● **COMPITO 1**: Per favore, cita dal testo sulla sentenza della Cassazione tutto ciò che va da "Con la sentenza" fino a "di sostanze stupefacenti).".
● **COMPITO 2**: Prosegui il testo sulla sentenza della Cassazione dal punto in cui si interrompe.

● **TESTO**:
§

Con la sentenza 10 giugno 2008,la Cassazione Penaleha confermato la condanna inflitta alle “Iene” dal G.I.P. (Giudice per le Indagini Preliminari) di Roma per il reato di cui all’art. 167 del Decreto Legislativo 196/2003 (legge sulla privacy), per avere, in qualità di ideatori di un servizio televisivo avente ad oggetto il consumo di stupefacenti, proceduto, senza il consenso degli interessati e l'autorizzazione del Garante, alla raccolta di dati personali sensibili (campioni organici di cinquanta Deputati e sedici Senatori) ed alla successiva analisi per accertare la eventuale traccia di sostanze stupefacenti).
Per l'annullamento della sentenza, gli imputati avevano proposto ricorso per Cassazione deducendo violazione di legge e sostenendo che i fatti loro addebitati non hanno rilevanza penale, sia perché la violazione di norme del codice deontologico dei giornalisti è sanzionata in via amministrativa, sia per la mancanza di uno degli elementi della fattispecie di reato (nocumento alle parti lese).
La Cassazione osserva che l'attuale normativa dedicata al trattamento dei dati sensibili esonera il giornalista, che persegue il fine della sua professione, dal consenso dell’interessato e dall’autorizzazione del Garante solo in presenza di precise e indefettibili condizioni: il giornalista deve rispettare i limiti del diritto di cronaca, in particolare, quello della essenzialità della informazione riguardo a fatti di interesse pubblico; inoltre, può trattare i dati personali relativi a circostanze o fatti resi noti direttamente dagli interessati o attraverso un loro comportamento pubblico.

§

● **DATI FORNITI**:

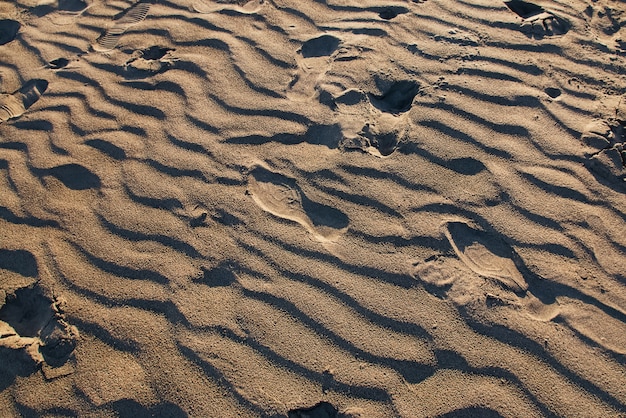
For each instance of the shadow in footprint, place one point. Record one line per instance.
(553, 92)
(108, 148)
(134, 14)
(220, 276)
(471, 412)
(19, 261)
(539, 21)
(58, 63)
(320, 410)
(391, 12)
(467, 166)
(321, 46)
(398, 98)
(73, 176)
(132, 408)
(35, 316)
(14, 105)
(281, 196)
(486, 255)
(8, 30)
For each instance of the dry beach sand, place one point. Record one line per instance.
(313, 208)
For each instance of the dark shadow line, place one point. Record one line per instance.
(121, 271)
(170, 242)
(168, 204)
(412, 371)
(218, 377)
(9, 216)
(462, 136)
(515, 339)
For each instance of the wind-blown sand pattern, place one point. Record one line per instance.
(346, 208)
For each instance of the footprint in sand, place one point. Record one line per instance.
(386, 126)
(8, 30)
(317, 54)
(134, 14)
(147, 62)
(322, 409)
(380, 136)
(605, 148)
(31, 321)
(281, 196)
(537, 20)
(398, 98)
(486, 255)
(14, 105)
(69, 10)
(242, 6)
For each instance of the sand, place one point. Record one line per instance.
(339, 208)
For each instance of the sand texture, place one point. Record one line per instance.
(313, 208)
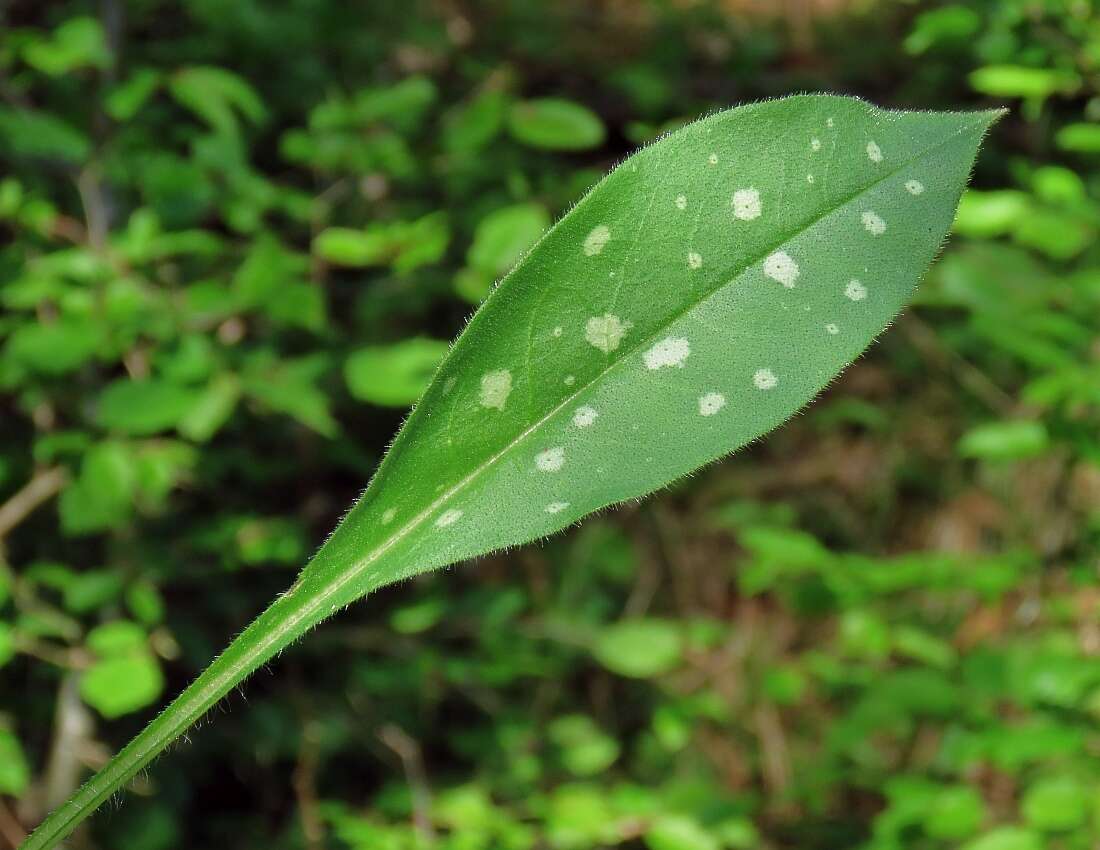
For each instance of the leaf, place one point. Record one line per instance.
(697, 297)
(394, 375)
(143, 407)
(556, 124)
(1005, 441)
(639, 649)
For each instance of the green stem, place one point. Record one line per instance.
(286, 619)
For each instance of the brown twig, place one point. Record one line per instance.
(44, 485)
(408, 751)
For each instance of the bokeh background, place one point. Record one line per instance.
(234, 240)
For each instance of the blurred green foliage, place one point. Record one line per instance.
(235, 240)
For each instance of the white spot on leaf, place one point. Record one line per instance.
(855, 290)
(496, 387)
(551, 460)
(746, 203)
(671, 351)
(873, 223)
(782, 268)
(765, 379)
(448, 518)
(584, 416)
(605, 331)
(711, 404)
(597, 238)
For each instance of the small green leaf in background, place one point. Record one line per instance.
(955, 814)
(679, 832)
(1055, 805)
(585, 749)
(77, 43)
(639, 649)
(504, 235)
(556, 124)
(14, 772)
(1007, 838)
(1020, 81)
(1081, 139)
(394, 375)
(143, 407)
(125, 676)
(1010, 440)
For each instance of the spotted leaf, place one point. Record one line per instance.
(699, 296)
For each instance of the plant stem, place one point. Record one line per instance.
(285, 620)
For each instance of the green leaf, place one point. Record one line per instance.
(77, 43)
(1081, 139)
(120, 684)
(144, 407)
(217, 96)
(26, 133)
(1004, 441)
(696, 298)
(556, 124)
(1055, 805)
(954, 814)
(504, 235)
(14, 772)
(679, 832)
(639, 649)
(394, 375)
(1021, 81)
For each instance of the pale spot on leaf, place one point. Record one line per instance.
(597, 238)
(606, 331)
(746, 203)
(495, 388)
(765, 379)
(584, 416)
(711, 404)
(873, 223)
(550, 460)
(782, 268)
(669, 352)
(448, 518)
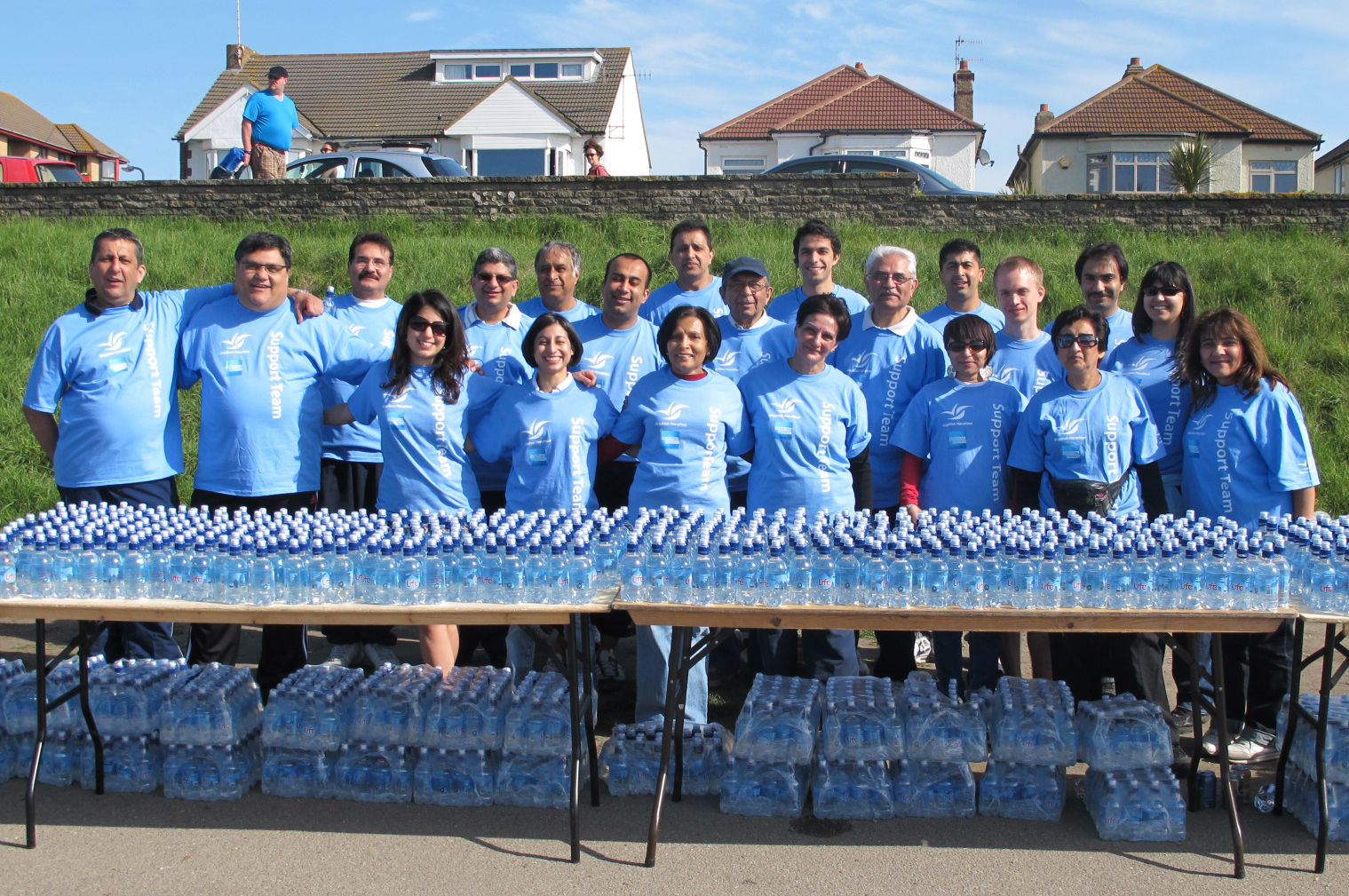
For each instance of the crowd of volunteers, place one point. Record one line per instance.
(711, 392)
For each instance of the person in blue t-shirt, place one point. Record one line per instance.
(810, 429)
(1088, 443)
(816, 250)
(691, 257)
(558, 266)
(353, 462)
(425, 401)
(267, 123)
(260, 417)
(1247, 451)
(961, 270)
(1162, 320)
(1026, 358)
(956, 436)
(108, 365)
(683, 420)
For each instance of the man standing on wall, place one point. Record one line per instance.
(269, 119)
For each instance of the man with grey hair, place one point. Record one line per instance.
(558, 266)
(891, 353)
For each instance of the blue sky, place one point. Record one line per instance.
(131, 72)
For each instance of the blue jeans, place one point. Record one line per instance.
(653, 652)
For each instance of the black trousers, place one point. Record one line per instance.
(353, 485)
(283, 648)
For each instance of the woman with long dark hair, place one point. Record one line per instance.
(425, 400)
(1247, 451)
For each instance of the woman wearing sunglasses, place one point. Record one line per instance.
(425, 400)
(1088, 443)
(1247, 451)
(956, 436)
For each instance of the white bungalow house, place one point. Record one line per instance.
(498, 112)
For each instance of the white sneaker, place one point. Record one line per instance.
(379, 654)
(345, 654)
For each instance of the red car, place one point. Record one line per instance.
(15, 169)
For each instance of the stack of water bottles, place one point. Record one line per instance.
(769, 768)
(942, 737)
(463, 733)
(210, 730)
(536, 755)
(631, 760)
(127, 698)
(1131, 791)
(376, 764)
(1034, 740)
(1301, 774)
(861, 738)
(306, 721)
(322, 558)
(67, 730)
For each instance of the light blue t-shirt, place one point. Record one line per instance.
(742, 351)
(667, 298)
(618, 358)
(1091, 435)
(1148, 366)
(962, 432)
(535, 308)
(939, 316)
(501, 351)
(891, 369)
(1245, 455)
(376, 325)
(805, 426)
(684, 428)
(423, 438)
(114, 377)
(784, 306)
(274, 119)
(1027, 365)
(549, 440)
(260, 404)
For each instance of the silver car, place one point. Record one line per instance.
(373, 163)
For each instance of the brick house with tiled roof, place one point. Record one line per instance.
(849, 111)
(1117, 140)
(494, 111)
(28, 132)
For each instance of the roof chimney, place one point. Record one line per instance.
(964, 91)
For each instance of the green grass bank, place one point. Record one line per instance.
(1294, 285)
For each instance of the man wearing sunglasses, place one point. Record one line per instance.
(262, 417)
(353, 460)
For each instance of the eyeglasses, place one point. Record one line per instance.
(421, 325)
(272, 269)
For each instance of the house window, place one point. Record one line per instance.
(1274, 177)
(742, 166)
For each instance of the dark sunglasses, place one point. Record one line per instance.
(421, 325)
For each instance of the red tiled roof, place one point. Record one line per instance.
(842, 99)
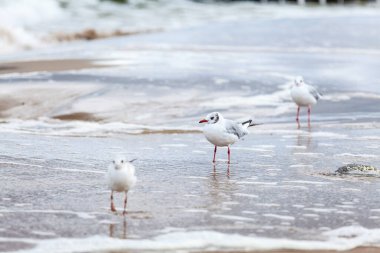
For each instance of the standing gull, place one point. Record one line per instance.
(304, 95)
(121, 178)
(223, 132)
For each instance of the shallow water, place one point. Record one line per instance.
(281, 183)
(276, 186)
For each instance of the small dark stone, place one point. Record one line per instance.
(355, 167)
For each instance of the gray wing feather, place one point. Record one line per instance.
(314, 92)
(235, 128)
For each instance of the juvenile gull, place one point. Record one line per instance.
(222, 132)
(121, 178)
(304, 95)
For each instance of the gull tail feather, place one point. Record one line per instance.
(250, 123)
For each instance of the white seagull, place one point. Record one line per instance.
(222, 132)
(304, 95)
(121, 178)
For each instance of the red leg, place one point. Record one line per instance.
(125, 203)
(298, 117)
(229, 155)
(214, 155)
(113, 209)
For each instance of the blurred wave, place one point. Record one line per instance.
(28, 24)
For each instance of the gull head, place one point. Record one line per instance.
(211, 118)
(119, 162)
(298, 81)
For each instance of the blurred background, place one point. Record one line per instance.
(28, 24)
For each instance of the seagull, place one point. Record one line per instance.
(304, 95)
(121, 178)
(223, 132)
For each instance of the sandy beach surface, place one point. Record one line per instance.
(67, 110)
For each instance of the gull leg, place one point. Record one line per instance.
(113, 209)
(298, 117)
(214, 155)
(229, 155)
(125, 203)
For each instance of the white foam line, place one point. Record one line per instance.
(246, 195)
(356, 155)
(195, 211)
(232, 217)
(281, 217)
(22, 164)
(257, 183)
(344, 238)
(77, 170)
(82, 215)
(306, 182)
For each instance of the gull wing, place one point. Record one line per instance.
(235, 128)
(313, 91)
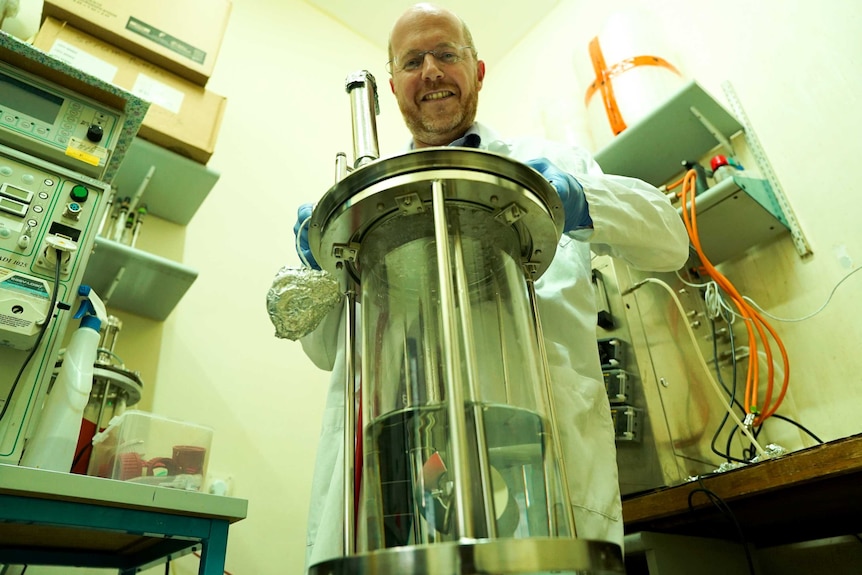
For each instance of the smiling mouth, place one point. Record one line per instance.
(437, 95)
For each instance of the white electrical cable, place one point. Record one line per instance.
(703, 364)
(809, 316)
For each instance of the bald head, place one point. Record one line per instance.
(435, 74)
(419, 13)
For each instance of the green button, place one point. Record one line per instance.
(79, 193)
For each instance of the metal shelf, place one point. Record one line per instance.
(735, 214)
(687, 126)
(732, 216)
(137, 281)
(178, 185)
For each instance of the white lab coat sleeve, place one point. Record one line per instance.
(322, 345)
(632, 220)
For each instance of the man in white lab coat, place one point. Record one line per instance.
(436, 78)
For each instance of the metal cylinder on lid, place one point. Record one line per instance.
(456, 444)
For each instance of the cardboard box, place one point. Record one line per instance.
(184, 117)
(148, 448)
(182, 36)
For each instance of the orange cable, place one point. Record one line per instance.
(754, 320)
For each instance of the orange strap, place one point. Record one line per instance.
(604, 75)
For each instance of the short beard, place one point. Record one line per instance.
(440, 132)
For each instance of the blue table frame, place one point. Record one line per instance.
(49, 518)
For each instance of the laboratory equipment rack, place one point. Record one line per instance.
(51, 518)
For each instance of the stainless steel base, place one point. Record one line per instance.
(486, 557)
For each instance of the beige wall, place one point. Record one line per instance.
(794, 65)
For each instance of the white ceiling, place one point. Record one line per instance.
(497, 25)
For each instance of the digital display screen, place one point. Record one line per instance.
(29, 100)
(16, 193)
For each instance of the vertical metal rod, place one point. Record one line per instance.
(504, 351)
(454, 387)
(106, 388)
(363, 103)
(349, 416)
(340, 166)
(473, 394)
(552, 412)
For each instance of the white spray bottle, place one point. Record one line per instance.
(53, 443)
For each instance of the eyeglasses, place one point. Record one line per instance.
(412, 61)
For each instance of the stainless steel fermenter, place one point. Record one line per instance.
(452, 458)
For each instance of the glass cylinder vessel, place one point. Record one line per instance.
(456, 434)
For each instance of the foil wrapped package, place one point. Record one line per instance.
(299, 299)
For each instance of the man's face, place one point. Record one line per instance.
(438, 99)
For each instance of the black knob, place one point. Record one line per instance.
(95, 133)
(79, 194)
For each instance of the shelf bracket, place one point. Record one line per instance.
(765, 167)
(716, 133)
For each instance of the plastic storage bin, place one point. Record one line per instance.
(148, 448)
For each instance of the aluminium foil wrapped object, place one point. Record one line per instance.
(299, 299)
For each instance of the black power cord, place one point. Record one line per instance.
(41, 335)
(725, 510)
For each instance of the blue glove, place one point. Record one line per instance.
(300, 230)
(571, 193)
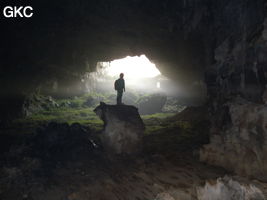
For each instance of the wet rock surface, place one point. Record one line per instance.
(123, 128)
(59, 142)
(240, 145)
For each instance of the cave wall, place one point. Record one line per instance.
(237, 89)
(221, 42)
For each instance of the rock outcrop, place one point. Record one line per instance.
(228, 189)
(123, 128)
(240, 144)
(63, 142)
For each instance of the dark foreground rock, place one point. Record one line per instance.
(123, 128)
(241, 143)
(62, 142)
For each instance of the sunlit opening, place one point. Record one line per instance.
(133, 67)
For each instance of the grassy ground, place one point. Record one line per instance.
(165, 132)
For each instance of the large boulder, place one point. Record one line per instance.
(63, 142)
(123, 128)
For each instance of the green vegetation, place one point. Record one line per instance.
(170, 133)
(165, 132)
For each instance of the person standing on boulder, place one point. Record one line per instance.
(119, 85)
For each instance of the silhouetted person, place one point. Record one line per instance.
(119, 85)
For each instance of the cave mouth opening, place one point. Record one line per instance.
(140, 74)
(146, 88)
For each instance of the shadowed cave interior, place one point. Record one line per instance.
(193, 125)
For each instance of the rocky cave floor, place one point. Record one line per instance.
(58, 161)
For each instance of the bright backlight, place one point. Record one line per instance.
(133, 67)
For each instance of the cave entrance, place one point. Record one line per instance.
(140, 74)
(146, 87)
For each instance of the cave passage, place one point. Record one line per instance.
(193, 123)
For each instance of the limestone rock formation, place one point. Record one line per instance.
(123, 128)
(241, 144)
(62, 142)
(228, 189)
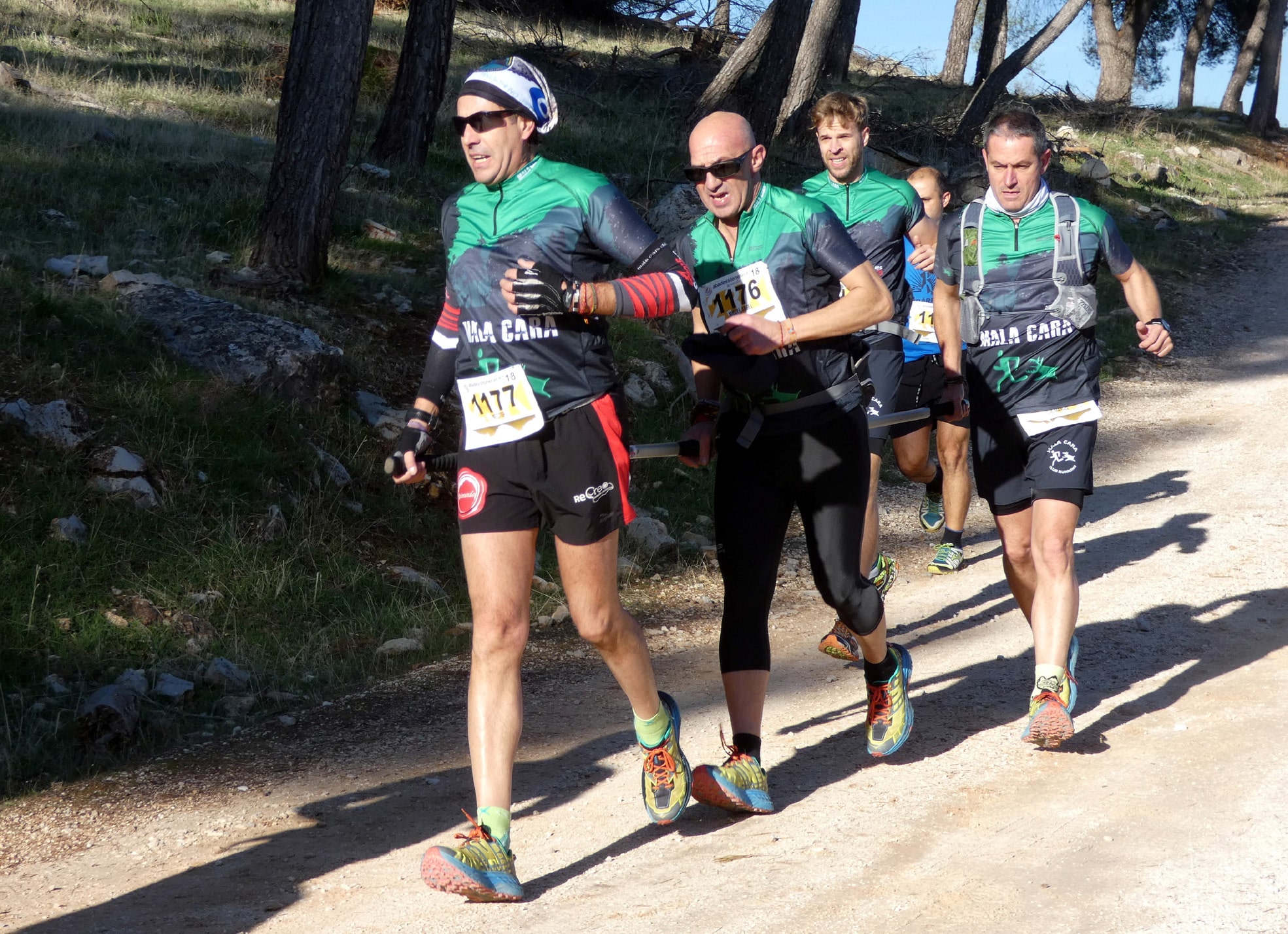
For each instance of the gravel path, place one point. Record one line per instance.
(1164, 813)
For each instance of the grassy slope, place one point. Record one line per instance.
(191, 97)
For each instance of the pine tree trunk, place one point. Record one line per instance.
(809, 63)
(982, 102)
(1265, 99)
(958, 43)
(1191, 58)
(736, 66)
(1232, 102)
(775, 71)
(992, 41)
(408, 128)
(720, 21)
(836, 63)
(315, 122)
(1117, 46)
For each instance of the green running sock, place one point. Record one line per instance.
(652, 732)
(1047, 678)
(498, 822)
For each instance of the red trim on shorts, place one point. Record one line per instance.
(612, 425)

§

● **RISPOSTA 1**:
Con la sentenza 10 giugno 2008,la Cassazione Penaleha confermato la condanna inflitta alle “Iene” dal G.I.P. (Giudice per le Indagini Preliminari) di Roma per il reato di cui all’art. 167 del Decreto Legislativo 196/2003 (legge sulla privacy), per avere, in qualità di ideatori di un servizio televisivo avente ad oggetto il consumo di stupefacenti, proceduto, senza il consenso degli interessati e l'autorizzazione del Garante, alla raccolta di dati personali sensibili (campioni organici di cinquanta Deputati e sedici Senatori) ed alla successiva analisi per accertare la eventuale traccia di sostanze stupefacenti).

● **RISPOSTA 2**:
Questa ultima condizione non è stata rispettata nel caso in esame nel quale i campioni biologici sono stati carpiti con un comportamento ingannevole e fraudolento. Consegue che gli imputati hanno disatteso una previsione contenuta non nel codice deontologico, ma nella normativa in materia di protezione dei dati personali.
Per quanto concerne il nocumento alle parti lese, le Iene avevano sostenuto che non vi era stato danno per alcuno, dal momento che i lori accertamenti non permettevano di associare l'esito del test a persone note e quindi il trattamento illecito dei dati senza il consenso dell'avente diritto era da considerarsi penalmente irrilevante.
Ma la Cassazione non ha ritenuto decisiva la circostanza: infatti, gli imputati avevano diffuso la notizia che alcuni Senatori e Deputati, pur rimasti anonimi, erano risultati positivi alle analisi per l’individuazione di sostanze stupefacenti; l'informazione evidenziava che taluno, entro una circoscritta e determinabile cerchia di persone, faceva indebito uso di droghe. In tale situazione, tutti i Parlamentari potevano essere indiscriminatamente sospettati di assumere stupefacenti, con la conseguenza che ogni membro del Senato o della Camera dei Deputati, nonché l’istituzione parlamentare, ha subito un nocumento alla sua immagine pubblica ed onorabilità.